WHAT THE TASK ASKS -> Count how many lines of the listing below contain the string "green", with case counting, and give only that number.

INPUT MATERIAL ->
---+---

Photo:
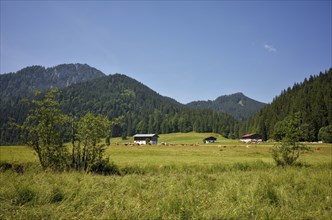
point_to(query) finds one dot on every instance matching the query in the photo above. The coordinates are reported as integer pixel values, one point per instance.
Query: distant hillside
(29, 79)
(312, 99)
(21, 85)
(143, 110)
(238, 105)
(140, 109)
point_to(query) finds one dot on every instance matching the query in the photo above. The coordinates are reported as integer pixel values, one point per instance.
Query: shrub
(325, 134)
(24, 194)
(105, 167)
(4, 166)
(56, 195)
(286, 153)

---+---

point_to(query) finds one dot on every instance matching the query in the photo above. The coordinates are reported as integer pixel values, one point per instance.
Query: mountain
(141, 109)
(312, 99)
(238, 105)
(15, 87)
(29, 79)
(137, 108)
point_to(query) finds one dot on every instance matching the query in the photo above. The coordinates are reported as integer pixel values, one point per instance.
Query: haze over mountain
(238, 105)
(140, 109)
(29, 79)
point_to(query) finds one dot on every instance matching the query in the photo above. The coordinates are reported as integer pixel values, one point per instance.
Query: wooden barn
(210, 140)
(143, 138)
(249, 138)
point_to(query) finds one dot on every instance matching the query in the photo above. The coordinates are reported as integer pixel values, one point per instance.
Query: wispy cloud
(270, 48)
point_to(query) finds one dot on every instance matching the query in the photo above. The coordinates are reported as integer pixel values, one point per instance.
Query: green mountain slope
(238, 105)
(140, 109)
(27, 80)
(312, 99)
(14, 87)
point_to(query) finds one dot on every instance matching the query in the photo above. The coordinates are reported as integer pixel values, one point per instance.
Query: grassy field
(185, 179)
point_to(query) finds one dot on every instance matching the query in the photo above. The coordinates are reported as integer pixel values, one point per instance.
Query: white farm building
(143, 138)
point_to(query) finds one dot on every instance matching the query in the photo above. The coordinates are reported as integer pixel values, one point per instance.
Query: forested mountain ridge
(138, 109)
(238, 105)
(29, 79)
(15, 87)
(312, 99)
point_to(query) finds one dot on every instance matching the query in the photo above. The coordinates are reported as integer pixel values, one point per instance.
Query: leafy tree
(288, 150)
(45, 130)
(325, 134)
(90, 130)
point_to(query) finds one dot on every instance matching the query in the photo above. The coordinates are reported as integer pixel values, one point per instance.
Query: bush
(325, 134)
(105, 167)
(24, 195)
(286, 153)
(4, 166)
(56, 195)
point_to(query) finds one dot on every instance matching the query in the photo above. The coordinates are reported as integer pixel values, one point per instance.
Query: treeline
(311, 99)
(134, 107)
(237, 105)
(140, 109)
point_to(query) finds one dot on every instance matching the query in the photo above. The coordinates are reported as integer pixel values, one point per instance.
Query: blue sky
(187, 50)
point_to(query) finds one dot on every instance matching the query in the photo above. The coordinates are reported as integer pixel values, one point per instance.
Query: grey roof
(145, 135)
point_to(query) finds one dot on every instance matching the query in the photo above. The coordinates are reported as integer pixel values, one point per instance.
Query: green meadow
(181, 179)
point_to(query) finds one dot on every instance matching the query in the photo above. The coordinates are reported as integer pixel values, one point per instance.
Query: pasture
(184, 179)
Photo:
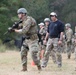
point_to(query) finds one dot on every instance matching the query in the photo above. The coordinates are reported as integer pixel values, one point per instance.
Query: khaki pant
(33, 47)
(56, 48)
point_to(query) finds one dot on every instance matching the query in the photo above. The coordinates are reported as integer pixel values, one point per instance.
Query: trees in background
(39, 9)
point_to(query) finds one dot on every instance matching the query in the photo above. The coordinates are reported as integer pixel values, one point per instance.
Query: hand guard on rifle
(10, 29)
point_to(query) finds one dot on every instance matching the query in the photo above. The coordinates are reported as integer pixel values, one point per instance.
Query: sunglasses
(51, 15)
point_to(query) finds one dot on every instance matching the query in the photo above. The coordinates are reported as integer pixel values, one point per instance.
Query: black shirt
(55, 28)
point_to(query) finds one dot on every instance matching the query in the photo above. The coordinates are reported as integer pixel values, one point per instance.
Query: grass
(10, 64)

---+---

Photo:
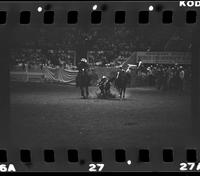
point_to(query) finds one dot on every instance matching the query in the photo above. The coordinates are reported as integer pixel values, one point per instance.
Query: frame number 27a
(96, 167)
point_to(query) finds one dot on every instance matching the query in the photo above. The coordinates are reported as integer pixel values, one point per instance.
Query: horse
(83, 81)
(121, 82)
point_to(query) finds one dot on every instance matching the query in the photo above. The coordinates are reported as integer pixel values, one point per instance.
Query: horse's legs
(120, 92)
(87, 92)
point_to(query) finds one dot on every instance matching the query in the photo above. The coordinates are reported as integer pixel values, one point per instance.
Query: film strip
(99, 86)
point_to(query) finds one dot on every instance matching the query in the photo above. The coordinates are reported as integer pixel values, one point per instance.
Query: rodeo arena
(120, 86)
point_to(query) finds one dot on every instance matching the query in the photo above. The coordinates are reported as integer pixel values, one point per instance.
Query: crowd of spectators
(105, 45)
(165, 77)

---+---

FULL OUTPUT -> 2